Quoted text:

But Castara is a real instance of what some foreign critics very unjustly charge on English literature as a whole—a foolish and almost canting prudery. The poet dins the chastity of his mistress into his readers' heads until the readers in self-defence are driven to say, "Sir, did any one doubt it?" He protests the freedom of his own passion from any admixture of fleshly influence, till half a suspicion of hypocrisy and more than half a feeling of contempt force themselves on the hearer. A relentless critic might connect these unpleasant features with the uncharitable and more than orthodox bigotry of his religious poems. Yet Habington, besides contributing much agreeable verse to the literature of the period, is invaluable as showing the counterside to Milton, the Catholic Puritanism which is no doubt inherent in the English nature, and which, had it not been for the Reformation, would probably have transformed Catholicism in a very strange fashion.

There is no Puritanism of any kind in a group—it would hardly be fair to call them a school—of "Heroic" poets to whom very little attention has been paid in histories of literature hitherto, but who lead up not merely to Davenant's Gondibert and Cowley's Davideis, but to Paradise Lost itself. The "Heroic" poem was a kind generated partly by the precepts of the Italian criticism, including Tasso, partly by the practice of Tasso himself, and endeavouring to combine something of the unity of Epic with something and more of the variety of Romance. It may be represented here by the work of Chalkhill, Chamberlayne, Marmion, and Kynaston. John Chalkhill, the author of Thealma and Clearchus, was, with his work, introduced to the public in 1683 by Izaak Walton, who styles him "an acquaintant and friend of Edmund Spenser." If so, he must have been one of the first of English poets to adopt the very loose enjambed decasyllabic couplet in which his work, like that of Marmion and still more Chamberlayne, is written. His poem is unfinished, and the construction and working-up of the story are looser even than the metre; but it contains a great deal of charming description and some very poetical phrase.

Exercise aim: Continue the passage about English poets such as Habington and Chalkhill from the point where it stops.

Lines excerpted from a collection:
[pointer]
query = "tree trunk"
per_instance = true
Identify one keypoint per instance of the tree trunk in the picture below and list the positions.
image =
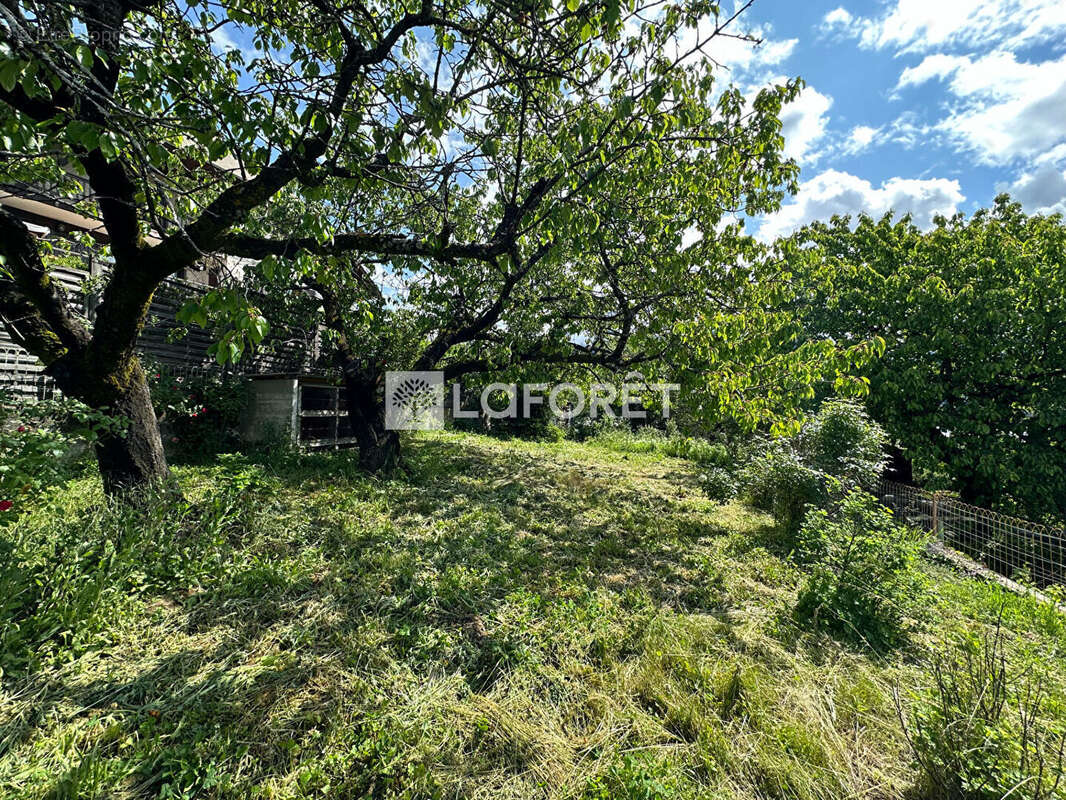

Exercise result:
Much the same may be said of the Cupid and Psyche (1637) of the dramatist Shakerley Marmion (v. inf.), which follows the original of Apuleius with alternate closeness and liberty, but is always best when it is most original. The Leoline and Sydanis (1642) of Sir Francis Kynaston is not in couplets but in rhyme royal—a metre of which the author was so fond that he even translated the Troilus and Cressida of Chaucer into Latin, retaining the seven-line stanza and its rhymes. Kynaston, who was a member of both universities and at one time proctor at Cambridge, was a man interested in various kinds of learning, and even started an Academy or Museum Minervae of his own. In Leoline and Sydanis he sometimes comes near to the mock heroic, but in his lyrics called Cynthiades he comes nearer still to the best Caroline cry. One or two of his pieces have found their way into anthologies, but until the present writer reprinted his works[60] he was almost unknown.

[60] In Minor Caroline Poets, vols. i. and ii. (Oxford, 1905-6). An important addition to the religious verse of the time was made by Mr. Dobell with the Poems (London, 1903) of Thomas Traherne, a follower of Herbert, with some strange anticipations of Blake.

The most important by far, however, of this group is William Chamberlayne, a physician of Shaftesbury, who, before or during the Civil War, began and afterwards finished (publishing it in 1659) the very long heroic romance of Pharonnida, a story of the most involved and confused character but with episodes of great vividness and even sustained power: a piece of versification straining the liberties of enjambement in line and want of connection in syntax to the utmost; but a very mine of poetical expression and imagery. Jewels are to be picked up on every page by those who will take the trouble to do so, and who are not offended by the extraordinary nonchalance of the composition.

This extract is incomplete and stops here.